- Try it:
Continue the passage on Dendrocalamus strictus bamboo, picking up after its last sentence.
** Given passage follows **
Dendrocalamus Strictus, also called the Calcutta Bamboo or the Male Bamboo is one of the few species ( or probably the only one), which is almost solid (not hollow), unlike most other bamboos, which have a hollow internode. This characteristic of Dendrocalamus Strictus makes it rather special material of choice for walking sticks (bamboo canes), also called the "lathi" in the local vernacular. The bamboo cane is much stronger than rattan-cane and has a longer shelf life. This species of bamboo also works wonderfully well for manufacture of implement handles, baseball bats, Billy Clubs and other handcrafted impact weapons.

 Classification

Bamboo belongs to the "GRASS" family of plants-Poaceae. The anatomy of the bamboo plant is a complex system, comprising of two sets of structured vegetative axes: one above ground (the areal part) and the other below the ground (rhizome). The primary areal axis consists of jointed, tall, cylindrical stems, called culms, with branches, extending outward from the culms, developing laterally, constituting secondary aboveground axis. The rhizomes make up the underground axis (roots and buds).

bamboo-stem-anatomy

The areal part or the stem is the item of commerce, when harvested on maturity.  it is usually straight and cylinder-like, and has nodes (diaphragms) and internodes, which are normally hollow. 
Each node has two closely positioned rings, the lower one called sheath ring, and the upper, the stem ring. The sheath ring is a scar left behind after the sheath leaf falls off. The stem ring is a scar formed after the inter-nodal growth ceases. The part between the rings is the node itself.
** End of Given passage **
** Dataset extract follows **
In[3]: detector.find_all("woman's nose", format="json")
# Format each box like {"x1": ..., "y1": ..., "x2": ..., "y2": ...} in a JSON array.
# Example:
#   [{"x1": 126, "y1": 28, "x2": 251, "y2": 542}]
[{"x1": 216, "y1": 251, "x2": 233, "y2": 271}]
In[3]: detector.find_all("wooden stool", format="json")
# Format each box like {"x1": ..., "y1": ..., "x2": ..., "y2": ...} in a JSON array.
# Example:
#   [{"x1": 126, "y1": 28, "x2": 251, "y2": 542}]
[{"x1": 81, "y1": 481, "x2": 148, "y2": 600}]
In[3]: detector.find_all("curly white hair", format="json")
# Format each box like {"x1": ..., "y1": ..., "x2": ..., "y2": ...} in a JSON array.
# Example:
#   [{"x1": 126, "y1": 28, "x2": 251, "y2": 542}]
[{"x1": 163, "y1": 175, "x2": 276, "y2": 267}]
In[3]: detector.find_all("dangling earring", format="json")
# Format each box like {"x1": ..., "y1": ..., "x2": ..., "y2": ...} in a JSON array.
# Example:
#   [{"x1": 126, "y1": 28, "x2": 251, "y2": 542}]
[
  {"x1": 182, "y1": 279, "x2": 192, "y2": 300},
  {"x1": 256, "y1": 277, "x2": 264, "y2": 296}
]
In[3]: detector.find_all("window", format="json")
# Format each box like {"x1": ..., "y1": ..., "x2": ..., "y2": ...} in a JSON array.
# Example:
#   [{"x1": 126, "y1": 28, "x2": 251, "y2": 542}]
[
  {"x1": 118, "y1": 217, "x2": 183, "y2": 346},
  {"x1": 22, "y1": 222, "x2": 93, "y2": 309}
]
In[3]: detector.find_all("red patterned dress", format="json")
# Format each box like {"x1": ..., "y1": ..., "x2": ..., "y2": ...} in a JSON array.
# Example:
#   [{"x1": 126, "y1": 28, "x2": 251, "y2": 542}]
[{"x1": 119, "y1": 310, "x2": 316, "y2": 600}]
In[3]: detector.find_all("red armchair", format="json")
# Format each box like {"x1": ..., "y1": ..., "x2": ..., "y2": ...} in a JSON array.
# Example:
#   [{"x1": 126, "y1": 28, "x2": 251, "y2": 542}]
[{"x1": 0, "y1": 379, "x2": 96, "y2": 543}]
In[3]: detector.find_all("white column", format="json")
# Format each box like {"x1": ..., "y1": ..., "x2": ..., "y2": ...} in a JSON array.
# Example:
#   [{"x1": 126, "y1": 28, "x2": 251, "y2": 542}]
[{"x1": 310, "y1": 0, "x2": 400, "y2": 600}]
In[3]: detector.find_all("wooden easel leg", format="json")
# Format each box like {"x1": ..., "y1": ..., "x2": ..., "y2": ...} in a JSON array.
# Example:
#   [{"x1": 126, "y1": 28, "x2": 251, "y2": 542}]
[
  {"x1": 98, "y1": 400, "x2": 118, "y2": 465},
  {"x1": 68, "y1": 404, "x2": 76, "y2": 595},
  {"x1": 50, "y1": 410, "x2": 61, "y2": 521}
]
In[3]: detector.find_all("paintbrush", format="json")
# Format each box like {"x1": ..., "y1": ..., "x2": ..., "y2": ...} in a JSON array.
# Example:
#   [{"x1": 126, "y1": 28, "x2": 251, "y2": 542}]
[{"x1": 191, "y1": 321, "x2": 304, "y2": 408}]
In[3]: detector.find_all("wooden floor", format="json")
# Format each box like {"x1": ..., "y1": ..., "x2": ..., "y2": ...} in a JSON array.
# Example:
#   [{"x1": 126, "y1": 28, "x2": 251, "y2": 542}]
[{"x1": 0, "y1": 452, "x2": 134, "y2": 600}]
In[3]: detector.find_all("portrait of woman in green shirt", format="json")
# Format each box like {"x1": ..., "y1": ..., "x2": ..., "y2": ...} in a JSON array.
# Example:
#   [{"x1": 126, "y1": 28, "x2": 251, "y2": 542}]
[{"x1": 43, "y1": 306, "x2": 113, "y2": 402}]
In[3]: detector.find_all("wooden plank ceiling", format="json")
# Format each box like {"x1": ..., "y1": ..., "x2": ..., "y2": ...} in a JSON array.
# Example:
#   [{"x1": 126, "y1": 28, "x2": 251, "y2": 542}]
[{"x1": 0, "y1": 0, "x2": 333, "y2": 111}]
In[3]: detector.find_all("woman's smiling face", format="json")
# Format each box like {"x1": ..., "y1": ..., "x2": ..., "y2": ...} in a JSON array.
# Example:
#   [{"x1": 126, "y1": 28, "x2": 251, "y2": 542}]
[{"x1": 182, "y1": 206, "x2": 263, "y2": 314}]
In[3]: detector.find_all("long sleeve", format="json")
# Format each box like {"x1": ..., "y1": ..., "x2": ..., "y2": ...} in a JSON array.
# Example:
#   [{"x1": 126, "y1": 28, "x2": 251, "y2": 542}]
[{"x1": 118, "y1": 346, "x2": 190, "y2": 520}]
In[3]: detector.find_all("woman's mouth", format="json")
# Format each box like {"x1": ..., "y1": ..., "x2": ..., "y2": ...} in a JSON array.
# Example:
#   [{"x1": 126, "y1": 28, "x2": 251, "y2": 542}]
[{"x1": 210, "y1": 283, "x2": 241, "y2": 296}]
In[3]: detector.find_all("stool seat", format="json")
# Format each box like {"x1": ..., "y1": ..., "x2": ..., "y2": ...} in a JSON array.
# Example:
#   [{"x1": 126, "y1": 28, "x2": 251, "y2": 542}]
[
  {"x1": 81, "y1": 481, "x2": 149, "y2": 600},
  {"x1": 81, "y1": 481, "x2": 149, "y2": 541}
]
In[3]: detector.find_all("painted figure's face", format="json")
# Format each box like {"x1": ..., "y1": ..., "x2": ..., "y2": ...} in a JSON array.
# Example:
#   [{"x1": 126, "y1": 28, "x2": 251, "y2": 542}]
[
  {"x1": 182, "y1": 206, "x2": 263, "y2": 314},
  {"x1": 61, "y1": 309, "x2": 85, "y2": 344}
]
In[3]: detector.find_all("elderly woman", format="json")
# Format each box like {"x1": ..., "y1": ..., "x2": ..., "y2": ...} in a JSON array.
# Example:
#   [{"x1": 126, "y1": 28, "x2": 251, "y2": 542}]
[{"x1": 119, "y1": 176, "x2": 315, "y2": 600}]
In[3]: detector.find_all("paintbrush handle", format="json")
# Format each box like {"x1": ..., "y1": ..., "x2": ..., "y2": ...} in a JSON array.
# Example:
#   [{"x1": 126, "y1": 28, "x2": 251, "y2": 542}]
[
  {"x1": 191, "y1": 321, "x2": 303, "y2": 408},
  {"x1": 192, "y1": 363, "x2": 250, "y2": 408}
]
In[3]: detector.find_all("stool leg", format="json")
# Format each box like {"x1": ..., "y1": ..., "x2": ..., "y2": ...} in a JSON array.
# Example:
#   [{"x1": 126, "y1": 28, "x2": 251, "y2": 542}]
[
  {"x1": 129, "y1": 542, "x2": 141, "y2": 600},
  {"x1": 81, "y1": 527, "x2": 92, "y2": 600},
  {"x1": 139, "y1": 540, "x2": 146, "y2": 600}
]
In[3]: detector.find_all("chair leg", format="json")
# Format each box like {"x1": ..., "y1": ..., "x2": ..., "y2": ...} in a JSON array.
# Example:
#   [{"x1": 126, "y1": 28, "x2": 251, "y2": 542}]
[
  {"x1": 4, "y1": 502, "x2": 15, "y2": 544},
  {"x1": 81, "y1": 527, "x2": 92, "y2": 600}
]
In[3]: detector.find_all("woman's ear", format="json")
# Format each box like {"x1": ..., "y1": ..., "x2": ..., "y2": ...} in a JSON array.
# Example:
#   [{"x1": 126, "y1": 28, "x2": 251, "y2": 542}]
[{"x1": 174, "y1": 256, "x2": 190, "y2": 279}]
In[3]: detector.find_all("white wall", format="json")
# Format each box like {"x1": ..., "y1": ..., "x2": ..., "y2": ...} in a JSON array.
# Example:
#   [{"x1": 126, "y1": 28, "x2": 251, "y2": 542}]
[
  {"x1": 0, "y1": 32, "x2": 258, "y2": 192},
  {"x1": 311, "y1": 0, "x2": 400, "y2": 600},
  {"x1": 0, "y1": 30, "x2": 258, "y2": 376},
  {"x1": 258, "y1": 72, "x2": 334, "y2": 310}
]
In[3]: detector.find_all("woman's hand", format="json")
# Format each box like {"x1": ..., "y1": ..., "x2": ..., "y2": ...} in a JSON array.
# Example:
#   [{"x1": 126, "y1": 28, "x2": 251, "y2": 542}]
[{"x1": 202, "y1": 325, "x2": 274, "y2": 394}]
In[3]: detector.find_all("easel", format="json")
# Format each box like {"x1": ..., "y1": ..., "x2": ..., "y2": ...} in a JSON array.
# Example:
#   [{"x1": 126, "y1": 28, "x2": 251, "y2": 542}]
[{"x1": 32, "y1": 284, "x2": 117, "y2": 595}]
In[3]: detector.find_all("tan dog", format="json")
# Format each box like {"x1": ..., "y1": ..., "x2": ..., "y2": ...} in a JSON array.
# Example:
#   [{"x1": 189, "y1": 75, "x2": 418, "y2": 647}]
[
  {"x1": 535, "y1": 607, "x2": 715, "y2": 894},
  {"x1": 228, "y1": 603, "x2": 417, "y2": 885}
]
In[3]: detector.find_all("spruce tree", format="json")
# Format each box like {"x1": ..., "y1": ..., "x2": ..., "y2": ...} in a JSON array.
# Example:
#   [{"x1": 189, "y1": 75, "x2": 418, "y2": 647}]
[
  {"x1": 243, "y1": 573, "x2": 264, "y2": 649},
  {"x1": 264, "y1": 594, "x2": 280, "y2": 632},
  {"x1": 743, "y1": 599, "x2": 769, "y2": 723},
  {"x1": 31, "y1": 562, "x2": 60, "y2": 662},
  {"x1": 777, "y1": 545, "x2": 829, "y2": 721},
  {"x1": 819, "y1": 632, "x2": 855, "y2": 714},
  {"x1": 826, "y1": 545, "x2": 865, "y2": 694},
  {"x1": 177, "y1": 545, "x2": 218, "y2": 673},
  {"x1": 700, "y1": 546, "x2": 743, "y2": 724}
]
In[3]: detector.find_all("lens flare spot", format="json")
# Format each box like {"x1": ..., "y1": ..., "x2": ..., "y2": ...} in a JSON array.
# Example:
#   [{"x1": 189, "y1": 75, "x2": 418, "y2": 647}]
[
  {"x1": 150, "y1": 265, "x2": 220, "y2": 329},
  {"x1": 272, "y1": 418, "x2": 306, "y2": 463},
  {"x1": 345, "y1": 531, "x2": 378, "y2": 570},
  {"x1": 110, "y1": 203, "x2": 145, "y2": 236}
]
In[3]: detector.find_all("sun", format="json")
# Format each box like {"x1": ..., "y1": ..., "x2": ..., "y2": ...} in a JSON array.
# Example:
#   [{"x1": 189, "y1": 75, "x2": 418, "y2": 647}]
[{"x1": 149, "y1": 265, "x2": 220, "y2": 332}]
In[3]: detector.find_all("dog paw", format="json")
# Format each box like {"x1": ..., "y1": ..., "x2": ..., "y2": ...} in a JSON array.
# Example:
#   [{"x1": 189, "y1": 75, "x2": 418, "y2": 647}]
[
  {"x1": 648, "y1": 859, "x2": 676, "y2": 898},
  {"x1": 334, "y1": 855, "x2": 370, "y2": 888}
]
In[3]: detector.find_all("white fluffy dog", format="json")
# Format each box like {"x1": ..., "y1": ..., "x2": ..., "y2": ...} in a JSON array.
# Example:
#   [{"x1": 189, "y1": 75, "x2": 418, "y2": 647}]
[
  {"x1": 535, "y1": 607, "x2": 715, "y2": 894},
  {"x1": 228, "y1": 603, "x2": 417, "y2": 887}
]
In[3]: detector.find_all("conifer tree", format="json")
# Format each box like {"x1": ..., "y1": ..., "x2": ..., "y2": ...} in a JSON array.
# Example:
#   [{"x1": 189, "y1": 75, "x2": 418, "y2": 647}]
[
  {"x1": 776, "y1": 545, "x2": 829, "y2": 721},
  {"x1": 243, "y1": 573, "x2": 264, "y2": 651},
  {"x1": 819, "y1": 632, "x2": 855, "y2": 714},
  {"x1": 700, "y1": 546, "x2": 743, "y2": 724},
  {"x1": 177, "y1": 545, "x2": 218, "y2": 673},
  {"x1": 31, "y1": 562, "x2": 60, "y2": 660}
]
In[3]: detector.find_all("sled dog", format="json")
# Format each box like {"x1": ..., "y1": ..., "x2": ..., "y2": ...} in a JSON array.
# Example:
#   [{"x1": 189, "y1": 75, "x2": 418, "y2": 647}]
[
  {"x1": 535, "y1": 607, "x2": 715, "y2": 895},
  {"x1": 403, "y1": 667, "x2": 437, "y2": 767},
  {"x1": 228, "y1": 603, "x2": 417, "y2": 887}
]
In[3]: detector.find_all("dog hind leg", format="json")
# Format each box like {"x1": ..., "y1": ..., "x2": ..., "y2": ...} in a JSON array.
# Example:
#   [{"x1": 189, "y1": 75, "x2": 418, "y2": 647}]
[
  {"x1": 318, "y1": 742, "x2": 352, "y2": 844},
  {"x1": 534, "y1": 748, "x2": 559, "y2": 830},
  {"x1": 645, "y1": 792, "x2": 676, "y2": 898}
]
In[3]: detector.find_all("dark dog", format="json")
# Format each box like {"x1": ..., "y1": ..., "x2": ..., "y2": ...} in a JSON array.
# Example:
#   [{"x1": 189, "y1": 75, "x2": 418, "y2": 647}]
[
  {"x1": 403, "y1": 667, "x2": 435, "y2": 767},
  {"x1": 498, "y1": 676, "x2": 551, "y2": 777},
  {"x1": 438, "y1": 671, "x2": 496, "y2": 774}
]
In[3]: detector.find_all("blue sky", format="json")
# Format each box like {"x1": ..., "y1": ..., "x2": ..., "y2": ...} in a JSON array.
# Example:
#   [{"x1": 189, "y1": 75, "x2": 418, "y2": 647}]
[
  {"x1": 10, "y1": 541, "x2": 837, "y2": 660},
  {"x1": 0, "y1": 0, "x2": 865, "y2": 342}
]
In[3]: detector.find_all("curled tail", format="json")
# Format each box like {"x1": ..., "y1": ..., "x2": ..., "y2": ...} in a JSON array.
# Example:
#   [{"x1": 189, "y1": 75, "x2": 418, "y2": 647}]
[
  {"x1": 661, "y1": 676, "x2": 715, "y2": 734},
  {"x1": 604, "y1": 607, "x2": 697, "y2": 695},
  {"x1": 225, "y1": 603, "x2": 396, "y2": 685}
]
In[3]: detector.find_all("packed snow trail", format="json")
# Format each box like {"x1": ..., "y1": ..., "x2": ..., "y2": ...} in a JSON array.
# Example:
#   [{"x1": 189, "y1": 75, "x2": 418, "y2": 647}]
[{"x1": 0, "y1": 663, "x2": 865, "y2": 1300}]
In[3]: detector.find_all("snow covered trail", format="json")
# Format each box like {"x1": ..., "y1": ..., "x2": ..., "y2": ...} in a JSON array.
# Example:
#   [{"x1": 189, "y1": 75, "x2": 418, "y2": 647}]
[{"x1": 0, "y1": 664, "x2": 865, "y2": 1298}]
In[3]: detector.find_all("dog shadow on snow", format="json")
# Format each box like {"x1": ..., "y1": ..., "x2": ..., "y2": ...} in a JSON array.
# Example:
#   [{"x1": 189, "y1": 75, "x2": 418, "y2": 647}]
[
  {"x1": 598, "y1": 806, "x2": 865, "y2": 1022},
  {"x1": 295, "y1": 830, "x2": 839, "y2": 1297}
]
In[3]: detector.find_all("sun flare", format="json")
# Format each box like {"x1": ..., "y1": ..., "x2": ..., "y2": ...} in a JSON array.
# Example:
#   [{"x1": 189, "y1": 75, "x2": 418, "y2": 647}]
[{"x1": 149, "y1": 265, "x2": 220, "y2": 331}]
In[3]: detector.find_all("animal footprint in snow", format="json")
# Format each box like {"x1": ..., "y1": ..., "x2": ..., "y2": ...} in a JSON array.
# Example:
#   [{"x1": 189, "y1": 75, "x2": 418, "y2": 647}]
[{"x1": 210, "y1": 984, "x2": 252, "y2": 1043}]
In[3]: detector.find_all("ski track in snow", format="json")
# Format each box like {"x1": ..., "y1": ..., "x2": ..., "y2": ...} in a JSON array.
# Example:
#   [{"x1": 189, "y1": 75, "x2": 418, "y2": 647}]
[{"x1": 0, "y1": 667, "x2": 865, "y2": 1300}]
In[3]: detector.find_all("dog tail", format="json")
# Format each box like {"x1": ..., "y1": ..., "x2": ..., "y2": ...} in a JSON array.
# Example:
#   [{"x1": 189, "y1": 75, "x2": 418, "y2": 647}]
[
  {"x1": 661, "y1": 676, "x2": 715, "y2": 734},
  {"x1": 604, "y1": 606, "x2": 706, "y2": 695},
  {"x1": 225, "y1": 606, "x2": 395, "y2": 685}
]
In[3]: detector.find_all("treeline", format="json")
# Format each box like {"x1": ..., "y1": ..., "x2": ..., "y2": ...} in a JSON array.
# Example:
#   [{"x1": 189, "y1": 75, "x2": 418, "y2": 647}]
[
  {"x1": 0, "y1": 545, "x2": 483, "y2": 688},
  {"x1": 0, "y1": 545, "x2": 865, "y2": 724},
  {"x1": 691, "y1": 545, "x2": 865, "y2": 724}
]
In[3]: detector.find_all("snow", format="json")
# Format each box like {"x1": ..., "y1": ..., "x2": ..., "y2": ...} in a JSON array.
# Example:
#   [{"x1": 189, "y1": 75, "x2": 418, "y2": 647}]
** End of Dataset extract **
- Answer:
Bamboo internodes are usually hollow inside, barring some rare species, e.g. Dendrocalamus Strictus. Depending on the bamboo species, wall thickness of the stem can vary greatly from thin walled to totally solid.

Bamboo resource in India
India is the second richest, next only to China, in terms of bamboo genetic resources, both collectively, accounting for more than half of the global bamboo resources. More than 136 species of bamboos are said to be occurring in India, out of which, 58 species of bamboo belonging to 10 genera are distributed in the northeastern states. The annual production of bamboo in India is around 4.6 million tonnes.

Bamboo in the Global Context
An evergreen, of the family Poaceae (GRASSES), bamboo is the one of the fastest growing woody perennial on the planet. Most bamboo species/genotypes grow in the tropics; however, some varieties occur naturally in subtropical and temperate zones of all continents except Europe.